**Goal A**
Which terms does the culture war journal entry put in quotation marks? List every one.
**Goal B**
Reproduce the culture war journal entry word for word, from "I came to feel" to "legalization of abortion.".
**Goal C**
Pick up the culture war journal entry after its final sentence and keep writing it.

**Supplied text**
-- -- --
Sunday Night Journal — July 3, 2011
(I was going to write about something else today, but this is
something I’ve been thinking about, and it’s appropriate
for Independence Day, so I think I’ll go ahead and get it out
of the way.)
The term “culture war” in this country generally
refers to the conflict over matters involving sex, marriage, and the
family. In the 1970s organized reaction to the social earthquake of
the 1960s began to take shape, and one of the most visible of these
reactions was Jerry Falwell’s Moral Majority, the organization
that for a while more or less defined the term “Christian
Right” or “Religious Right.” It, and Rev. Falwell
himself, quickly became among the most hated entities in the country
in the eyes of sophisticated people. Falwell was widely viewed as a
hick, a bigot, and a fanatic. (When he died a few years ago, I was
both shocked and amused by the number of people who appeared to have
no particular religious belief but nevertheless were certain that
Falwell was in hell.)
I came to feel a bit sorry for Falwell, because I think he
fundamentally misconstrued the situation. He thought that a small
number of radicals—hippies, feminists, etc.—had seized control
of some of our most visible institutions (the press, especially), and
were forcing the agenda of the sexual revolution on a mostly
unwilling, mostly conservative Christian population. And that the
task before him was to awaken those people to the fact that their
society was under attack, and get them to use their political
strength to reverse the sexual revolution, at least to the extent
that it was becoming institutionalized, most obviously with the
legalization of abortion.
-- -- --
**Extracted information**
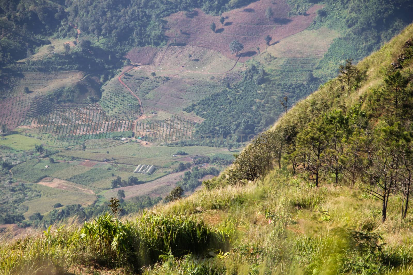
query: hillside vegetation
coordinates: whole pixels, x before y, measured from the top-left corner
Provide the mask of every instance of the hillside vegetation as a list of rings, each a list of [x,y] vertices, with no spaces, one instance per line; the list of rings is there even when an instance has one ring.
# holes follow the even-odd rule
[[[204,190],[129,220],[102,215],[6,242],[0,268],[411,274],[413,25],[339,68]]]

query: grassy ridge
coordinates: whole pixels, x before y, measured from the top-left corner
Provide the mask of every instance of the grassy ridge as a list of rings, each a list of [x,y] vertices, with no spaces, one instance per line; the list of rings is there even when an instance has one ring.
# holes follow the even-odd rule
[[[411,82],[413,54],[406,42],[412,38],[411,25],[360,62],[357,68],[366,77],[358,88],[348,93],[338,79],[332,80],[298,103],[275,129],[294,125],[301,136],[325,114],[335,109],[352,113],[356,105],[366,115],[357,117],[370,125],[366,127],[380,129],[385,122],[380,120],[393,117],[387,116],[385,101],[377,107],[375,95],[383,94],[387,78],[398,71]],[[391,63],[403,55],[406,60],[399,61],[403,68],[395,68]],[[297,140],[297,150],[305,150]],[[263,144],[265,148],[270,143]],[[259,145],[254,142],[240,155]],[[359,175],[353,184],[342,179],[336,183],[332,173],[326,172],[316,188],[301,160],[295,171],[292,167],[294,155],[300,155],[285,154],[280,169],[264,169],[260,179],[248,182],[242,177],[231,186],[231,177],[242,175],[234,170],[245,168],[235,165],[209,182],[207,188],[158,205],[133,221],[103,215],[80,229],[47,230],[41,236],[15,241],[1,249],[0,268],[6,274],[413,273],[413,213],[408,211],[404,219],[400,215],[399,193],[389,197],[382,222],[382,202],[363,188],[368,176]]]

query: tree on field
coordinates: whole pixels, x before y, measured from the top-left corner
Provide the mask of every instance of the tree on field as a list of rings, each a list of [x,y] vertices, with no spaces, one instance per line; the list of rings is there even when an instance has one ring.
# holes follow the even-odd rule
[[[215,26],[215,23],[213,22],[210,25],[209,25],[209,28],[211,28],[211,31],[212,31],[213,33],[215,32],[215,28],[216,28],[216,26]]]
[[[368,137],[363,131],[356,129],[342,140],[342,155],[339,161],[343,167],[342,174],[354,186],[358,175],[361,174],[367,165],[367,153],[365,148]]]
[[[267,17],[267,19],[270,19],[274,15],[274,14],[273,13],[273,9],[271,8],[271,7],[268,7],[267,8],[267,9],[265,10],[265,17]]]
[[[117,216],[123,210],[121,208],[121,205],[119,204],[119,200],[115,197],[111,198],[109,200],[109,202],[110,202],[110,204],[108,206],[110,207],[110,209],[112,211],[115,216]]]
[[[5,133],[7,132],[7,126],[6,126],[5,124],[2,124],[1,127],[0,127],[0,132],[2,133]]]
[[[111,183],[112,189],[116,188],[122,184],[122,179],[118,176],[116,177],[116,179],[112,180]]]
[[[278,102],[282,106],[282,108],[284,109],[284,111],[286,114],[287,110],[288,109],[288,98],[287,96],[284,96],[282,98],[282,100],[279,100]]]
[[[327,114],[324,120],[328,135],[328,147],[326,151],[328,170],[334,173],[336,184],[338,183],[339,174],[343,170],[341,157],[344,155],[344,140],[349,129],[348,119],[341,110],[335,110]]]
[[[238,53],[244,49],[244,45],[237,40],[234,40],[230,43],[230,49],[231,53],[238,55]]]
[[[406,146],[401,151],[401,164],[399,173],[400,178],[400,190],[403,195],[401,202],[401,217],[405,219],[407,216],[409,202],[412,199],[413,192],[413,143],[411,137]]]
[[[381,201],[383,222],[387,217],[389,198],[400,188],[401,148],[405,134],[399,122],[377,128],[369,150],[371,163],[365,172],[370,184],[361,189]]]
[[[86,53],[90,50],[92,42],[87,39],[82,39],[80,41],[80,49],[82,52]]]
[[[180,186],[176,186],[171,191],[169,195],[165,197],[165,199],[170,202],[180,199],[182,197],[183,189]]]
[[[138,178],[133,176],[131,176],[128,179],[128,185],[136,185],[139,183]]]
[[[360,83],[363,79],[363,75],[360,70],[352,65],[353,59],[346,59],[346,64],[340,65],[339,68],[339,80],[345,84],[347,87],[347,94],[349,95],[353,88],[358,88]],[[343,87],[344,89],[344,87]]]
[[[123,189],[119,189],[118,190],[118,193],[116,194],[117,196],[119,198],[119,201],[121,203],[123,203],[125,200],[123,199],[125,198],[125,191]]]
[[[221,16],[221,18],[219,19],[219,22],[221,22],[221,25],[224,24],[224,22],[225,21],[225,19],[224,18],[224,16]]]
[[[265,43],[267,44],[267,46],[270,45],[270,42],[273,40],[273,38],[269,35],[267,35],[264,38],[264,40],[265,40]]]
[[[41,153],[43,152],[43,150],[44,150],[43,144],[35,144],[34,149],[36,150],[36,152],[38,153]]]
[[[268,143],[268,135],[262,135],[254,139],[240,154],[236,155],[232,171],[231,183],[236,184],[242,180],[254,181],[264,176],[271,167],[274,159]]]
[[[328,145],[325,125],[322,119],[311,122],[297,135],[296,153],[306,163],[309,176],[318,186],[320,173],[325,163],[325,151]]]
[[[281,157],[285,147],[285,140],[283,135],[283,129],[277,127],[268,133],[268,141],[271,150],[274,153],[275,158],[278,164],[278,168],[281,168]]]

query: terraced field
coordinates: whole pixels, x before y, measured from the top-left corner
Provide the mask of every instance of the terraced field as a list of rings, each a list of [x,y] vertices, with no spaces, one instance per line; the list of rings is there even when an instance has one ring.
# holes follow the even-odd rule
[[[313,71],[338,35],[325,28],[304,31],[268,47],[261,59],[274,73]]]
[[[131,120],[113,120],[97,103],[60,104],[50,113],[26,118],[23,125],[50,133],[60,139],[110,137],[114,132],[131,131]]]
[[[15,92],[23,91],[24,87],[28,87],[32,92],[37,92],[38,95],[64,87],[69,87],[82,79],[85,76],[83,72],[64,71],[41,73],[40,72],[23,72],[18,85],[14,88]]]
[[[140,113],[139,103],[114,78],[104,88],[99,104],[109,116],[122,120],[133,120]]]

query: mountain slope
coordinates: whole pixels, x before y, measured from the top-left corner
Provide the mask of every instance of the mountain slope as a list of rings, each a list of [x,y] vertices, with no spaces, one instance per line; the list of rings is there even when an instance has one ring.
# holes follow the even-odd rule
[[[348,62],[205,189],[130,221],[103,215],[77,229],[49,228],[14,241],[0,250],[0,268],[6,274],[411,274],[413,214],[408,207],[400,210],[410,200],[413,163],[412,41],[410,25],[357,66]]]

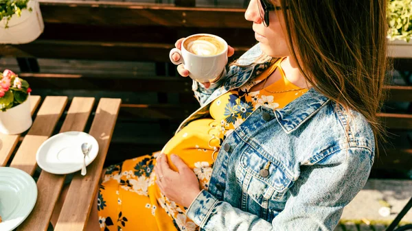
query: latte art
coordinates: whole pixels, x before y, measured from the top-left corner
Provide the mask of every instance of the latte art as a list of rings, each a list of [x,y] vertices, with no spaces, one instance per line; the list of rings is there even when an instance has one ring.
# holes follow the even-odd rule
[[[190,53],[201,56],[211,56],[220,54],[225,50],[225,45],[218,39],[201,36],[190,38],[183,46]]]

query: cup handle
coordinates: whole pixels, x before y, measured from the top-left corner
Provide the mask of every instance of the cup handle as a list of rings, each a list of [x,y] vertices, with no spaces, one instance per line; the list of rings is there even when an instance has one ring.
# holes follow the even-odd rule
[[[179,53],[180,56],[180,58],[177,61],[173,60],[173,58],[172,57],[172,56],[173,56],[173,54],[175,53]],[[170,61],[172,61],[172,62],[174,64],[175,64],[175,65],[180,64],[181,63],[182,63],[182,51],[177,48],[173,48],[172,49],[170,50],[170,52],[169,53],[169,58],[170,59]]]

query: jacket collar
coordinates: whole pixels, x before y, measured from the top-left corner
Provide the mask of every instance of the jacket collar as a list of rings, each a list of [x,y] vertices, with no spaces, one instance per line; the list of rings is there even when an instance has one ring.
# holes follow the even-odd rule
[[[275,110],[276,119],[287,134],[297,130],[330,101],[312,88],[282,109]]]

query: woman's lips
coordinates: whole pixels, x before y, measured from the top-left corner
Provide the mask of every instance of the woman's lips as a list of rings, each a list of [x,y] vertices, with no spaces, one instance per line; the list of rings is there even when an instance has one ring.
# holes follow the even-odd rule
[[[261,35],[260,34],[258,33],[258,32],[255,32],[255,38],[258,40],[258,41],[261,41],[262,39],[264,39],[264,38],[266,38],[265,36]]]

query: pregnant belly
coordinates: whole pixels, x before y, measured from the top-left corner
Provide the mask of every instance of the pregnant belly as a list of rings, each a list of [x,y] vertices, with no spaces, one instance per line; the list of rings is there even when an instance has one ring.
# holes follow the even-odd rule
[[[163,151],[168,157],[168,162],[172,169],[177,171],[177,168],[170,160],[172,154],[179,156],[192,170],[201,165],[205,165],[206,163],[204,162],[207,162],[209,166],[213,163],[211,154],[214,148],[209,145],[218,147],[220,143],[218,138],[209,143],[214,132],[216,134],[216,131],[209,125],[214,121],[213,119],[194,121],[168,142]]]

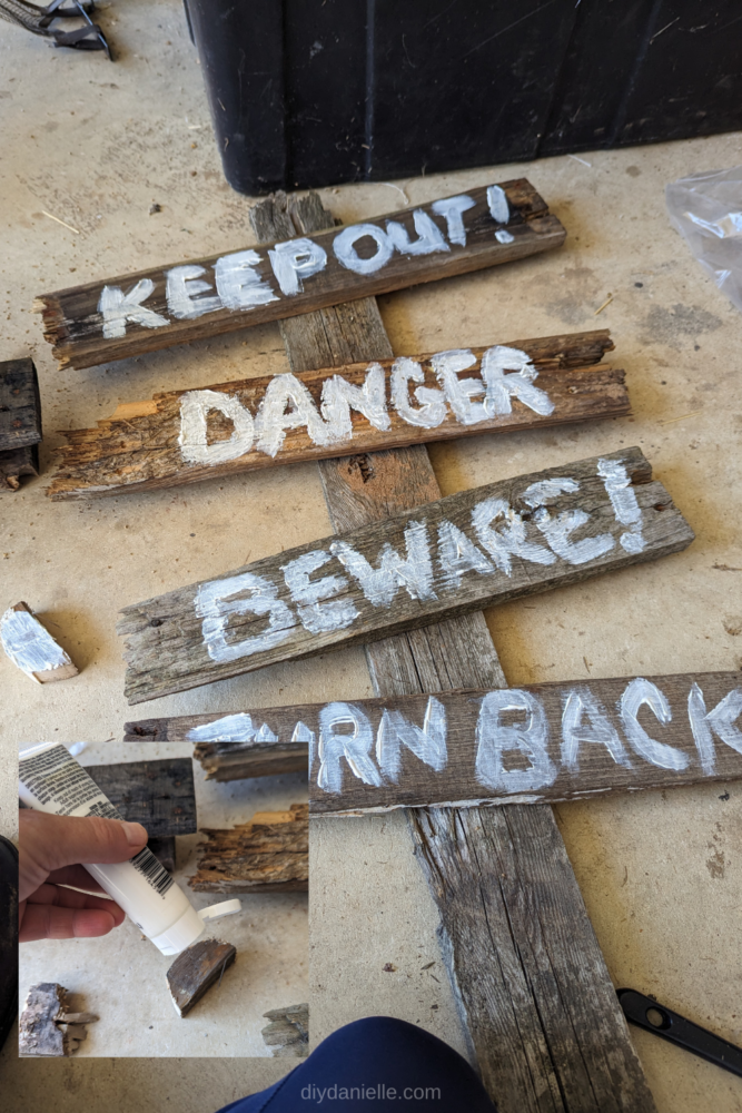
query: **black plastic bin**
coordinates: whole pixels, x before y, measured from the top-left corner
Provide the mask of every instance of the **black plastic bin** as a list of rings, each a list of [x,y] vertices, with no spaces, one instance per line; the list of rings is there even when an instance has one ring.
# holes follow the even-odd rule
[[[235,189],[742,128],[740,0],[186,0]]]

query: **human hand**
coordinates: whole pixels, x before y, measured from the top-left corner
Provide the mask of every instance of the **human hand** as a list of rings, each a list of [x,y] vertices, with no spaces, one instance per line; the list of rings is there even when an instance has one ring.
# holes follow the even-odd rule
[[[51,816],[22,808],[19,821],[19,942],[108,935],[125,913],[80,865],[126,861],[147,844],[141,824]],[[66,888],[66,886],[75,888]],[[85,889],[83,893],[78,892]]]

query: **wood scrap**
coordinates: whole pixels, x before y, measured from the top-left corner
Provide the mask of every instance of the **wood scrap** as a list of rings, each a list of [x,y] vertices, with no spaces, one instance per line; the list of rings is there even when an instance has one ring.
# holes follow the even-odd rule
[[[199,939],[186,947],[167,973],[176,1013],[187,1016],[217,979],[221,985],[224,973],[236,956],[233,945],[219,939]]]
[[[230,829],[205,829],[198,871],[188,884],[197,893],[306,892],[309,880],[309,806],[258,811]]]

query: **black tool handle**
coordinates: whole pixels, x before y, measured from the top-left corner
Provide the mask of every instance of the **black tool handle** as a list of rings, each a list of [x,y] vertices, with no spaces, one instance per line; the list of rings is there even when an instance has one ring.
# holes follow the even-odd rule
[[[637,1024],[646,1032],[654,1032],[663,1040],[742,1077],[742,1047],[715,1036],[700,1024],[686,1021],[684,1016],[673,1013],[671,1008],[660,1005],[652,997],[645,997],[636,989],[616,989],[616,993],[624,1016],[632,1024]]]

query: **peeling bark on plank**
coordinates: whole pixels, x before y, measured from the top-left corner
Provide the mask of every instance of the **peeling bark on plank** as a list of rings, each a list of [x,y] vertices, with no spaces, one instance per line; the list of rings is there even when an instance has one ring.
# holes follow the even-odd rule
[[[111,417],[99,421],[96,429],[66,431],[65,436],[69,443],[61,449],[62,462],[47,494],[53,500],[60,500],[120,494],[129,490],[154,490],[350,452],[378,452],[428,441],[518,432],[629,413],[623,371],[596,366],[604,352],[613,347],[607,332],[512,341],[506,346],[525,353],[537,372],[535,390],[540,395],[535,401],[532,400],[533,405],[526,405],[518,397],[513,397],[507,405],[502,400],[493,400],[487,404],[492,405],[491,413],[494,416],[486,416],[481,411],[476,421],[471,417],[467,422],[461,421],[452,407],[451,398],[448,405],[443,402],[441,384],[431,363],[435,356],[413,356],[425,375],[422,385],[427,390],[433,388],[442,402],[441,413],[431,418],[438,421],[438,424],[427,427],[421,423],[419,403],[413,396],[419,385],[416,381],[407,384],[405,394],[406,398],[407,393],[410,394],[407,402],[414,411],[414,417],[409,414],[403,416],[399,412],[390,382],[393,359],[374,361],[373,365],[365,362],[304,372],[297,374],[296,380],[308,390],[316,407],[317,422],[325,430],[325,422],[320,421],[319,413],[326,412],[323,400],[327,391],[332,392],[334,377],[339,374],[345,383],[363,387],[369,368],[374,367],[374,374],[378,374],[382,368],[385,400],[382,413],[388,422],[388,429],[377,427],[379,417],[375,418],[376,424],[372,424],[360,411],[355,410],[350,414],[350,430],[340,440],[334,437],[328,444],[319,443],[318,435],[313,436],[307,425],[300,425],[286,430],[283,444],[271,455],[258,446],[259,437],[256,439],[254,434],[246,441],[247,434],[236,431],[231,410],[227,416],[217,408],[217,404],[227,408],[236,407],[244,420],[251,421],[259,412],[269,384],[280,376],[268,375],[211,384],[198,390],[171,391],[157,394],[148,401],[122,403]],[[469,349],[477,362],[466,370],[463,382],[481,375],[482,356],[491,347]],[[517,358],[511,356],[511,370],[517,371]],[[522,382],[520,375],[511,378],[511,382],[516,381]],[[484,385],[482,390],[484,391]],[[458,407],[459,403],[456,405]],[[191,414],[194,406],[199,414],[199,407],[209,407],[196,423]],[[541,406],[544,412],[537,412],[535,406]],[[422,421],[427,422],[428,418],[424,417]],[[257,429],[257,425],[253,427]],[[228,446],[231,440],[237,441],[234,449]],[[221,459],[225,455],[226,459]]]
[[[205,829],[198,871],[188,884],[197,893],[305,892],[309,880],[309,807],[260,811],[229,830]]]
[[[187,1016],[215,982],[221,985],[224,972],[236,956],[233,945],[219,939],[199,939],[186,947],[167,973],[176,1013]]]

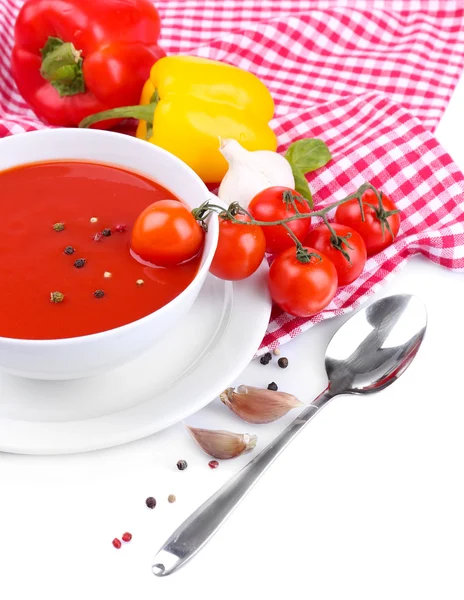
-- -- --
**Written response A**
"culture war", "Christian Right", "Religious Right"

**Written response B**
I came to feel a bit sorry for Falwell, because I think he
fundamentally misconstrued the situation. He thought that a small
number of radicals—hippies, feminists, etc.—had seized control
of some of our most visible institutions (the press, especially), and
were forcing the agenda of the sexual revolution on a mostly
unwilling, mostly conservative Christian population. And that the
task before him was to awaken those people to the fact that their
society was under attack, and get them to use their political
strength to reverse the sexual revolution, at least to the extent
that it was becoming institutionalized, most obviously with the
legalization of abortion.

**Written response C**
But he was wrong. The sexual revolution may have flowered in the
‘60s, and hippies and feminists may have been its most visible
advocates (along with Hugh Hefner), but its roots were much deeper.
And in any case much of the mainstream soon embraced it quite
readily. By the time Falwell attempted to rally socially conservative
Christians, they were not the majority (if they ever had been). And
although the Christian right became a serious political force, it has
at best only slowed the social revolution it was meant to reverse.
I think something similar is going on now with economic ideas. The
Tea Party and various free-market politicians are in a position
similar to that of the Christian Right. They believe that most
Americans still believe in the old concept of individual freedom
combined with responsibility, and that they interpret the American
ideal of liberty to mean, second only to self-government, economic
liberty; that they want the freedom to succeed economically according
to their natural talent and willingness to work hard. That they
recognize that things are not always going to work out well for
everyone in this system, and that such is the price of freedom. And
that they are willing to admit a role for a government safety net for
those who aren’t able to survive on their own in this system,
but envision the safety net as being of limited scope, and certainly
not something that encompasses everyone all the time.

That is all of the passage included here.